» **WORK REQUIRED**
The data must be written out once more, precisely as given.

[Point annotation records]
↓

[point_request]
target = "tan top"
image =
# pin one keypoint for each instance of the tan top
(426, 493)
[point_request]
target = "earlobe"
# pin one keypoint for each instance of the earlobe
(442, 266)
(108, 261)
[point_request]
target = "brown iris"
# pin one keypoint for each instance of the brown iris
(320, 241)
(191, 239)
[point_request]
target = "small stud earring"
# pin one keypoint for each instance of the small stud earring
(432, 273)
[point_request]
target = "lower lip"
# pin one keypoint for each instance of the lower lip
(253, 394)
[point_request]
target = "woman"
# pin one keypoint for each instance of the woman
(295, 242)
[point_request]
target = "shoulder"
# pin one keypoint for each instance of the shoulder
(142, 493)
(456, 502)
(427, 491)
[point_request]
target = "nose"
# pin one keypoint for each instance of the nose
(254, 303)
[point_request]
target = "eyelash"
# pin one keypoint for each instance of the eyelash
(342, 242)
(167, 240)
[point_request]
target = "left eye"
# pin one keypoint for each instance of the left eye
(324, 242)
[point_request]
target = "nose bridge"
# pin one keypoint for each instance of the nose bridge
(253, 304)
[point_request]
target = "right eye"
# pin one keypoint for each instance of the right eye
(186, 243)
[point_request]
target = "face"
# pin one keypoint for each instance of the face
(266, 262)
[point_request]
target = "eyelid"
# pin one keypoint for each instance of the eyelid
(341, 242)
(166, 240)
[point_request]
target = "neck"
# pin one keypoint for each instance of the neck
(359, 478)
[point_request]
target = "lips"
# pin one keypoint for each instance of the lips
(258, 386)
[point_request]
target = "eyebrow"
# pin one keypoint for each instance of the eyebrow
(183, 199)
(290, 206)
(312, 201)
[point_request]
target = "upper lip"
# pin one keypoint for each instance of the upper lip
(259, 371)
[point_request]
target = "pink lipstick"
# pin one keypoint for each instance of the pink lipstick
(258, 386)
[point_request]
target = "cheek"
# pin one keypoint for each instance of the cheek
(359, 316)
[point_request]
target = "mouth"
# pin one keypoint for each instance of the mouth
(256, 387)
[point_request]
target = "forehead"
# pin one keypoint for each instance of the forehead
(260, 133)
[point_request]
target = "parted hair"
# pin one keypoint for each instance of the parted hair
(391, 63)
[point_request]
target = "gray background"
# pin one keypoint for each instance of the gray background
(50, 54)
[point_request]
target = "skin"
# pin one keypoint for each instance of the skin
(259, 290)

↑

» **FULL SOLUTION**
[point_request]
target = "tan top"
image =
# pin one keypoint for each instance of the tan top
(426, 493)
[point_request]
target = "earlobe"
# pin one keypoint for each instance of the earlobe
(442, 266)
(108, 261)
[point_request]
target = "brown iris"
# pin one keypoint for each instance of the brown iris
(320, 241)
(191, 239)
[point_request]
target = "small stud earring"
# pin one keypoint for each instance of the small stud earring
(432, 273)
[point_request]
target = "lower lip"
# pin one keypoint for each instance of the lower lip
(253, 394)
[point_request]
target = "woman"
# pin one keypoint for each instance of the woman
(295, 242)
[point_request]
target = "shoulder"
# pin one keypoint for each instance of the shoulder
(142, 493)
(456, 502)
(427, 491)
[point_request]
target = "nose"
# pin one keypoint for each instance of the nose
(254, 303)
[point_request]
target = "eyelash"
# pin one keypoint for each instance of the eyelash
(342, 242)
(167, 240)
[point_request]
target = "left eye"
# pin one keypoint for each instance of the left eye
(324, 242)
[point_request]
target = "nose bridge"
# pin one keypoint for each instance of the nose bridge
(253, 304)
[point_request]
target = "right eye"
# pin one keypoint for each instance of the right eye
(186, 243)
[point_request]
target = "face"
# pin one keypoint for each instance of the face
(266, 262)
[point_request]
target = "eyelid"
# pin one keypoint for each instance of the eyelid
(341, 242)
(166, 240)
[point_request]
target = "neck"
# pin one keypoint for each instance of the neck
(359, 478)
[point_request]
target = "lips"
# pin one keypoint for each instance of the lips
(258, 386)
[point_request]
target = "eyebrow"
# pin one keypoint for each instance of the eyebrow
(183, 199)
(290, 206)
(312, 201)
[point_request]
target = "upper lip"
# pin one keypoint for each instance of the upper lip
(259, 371)
[point_request]
target = "pink lipstick"
# pin one keypoint for each instance of the pink lipstick
(258, 386)
[point_request]
target = "cheek"
# pin one keypoint for each instance of the cheek
(359, 316)
[point_request]
target = "mouth"
# pin one keypoint for each instance of the mouth
(256, 387)
[point_request]
target = "forehead"
# pin one keypoint for each instance of the forehead
(260, 133)
[point_request]
target = "parted hair"
# pin one keypoint for each instance of the parted hair
(391, 63)
[point_request]
target = "gray background"
# pin one keypoint for each instance of the gray background
(50, 54)
[point_request]
target = "skin"
# pin one keypoint for each instance of the skin
(259, 290)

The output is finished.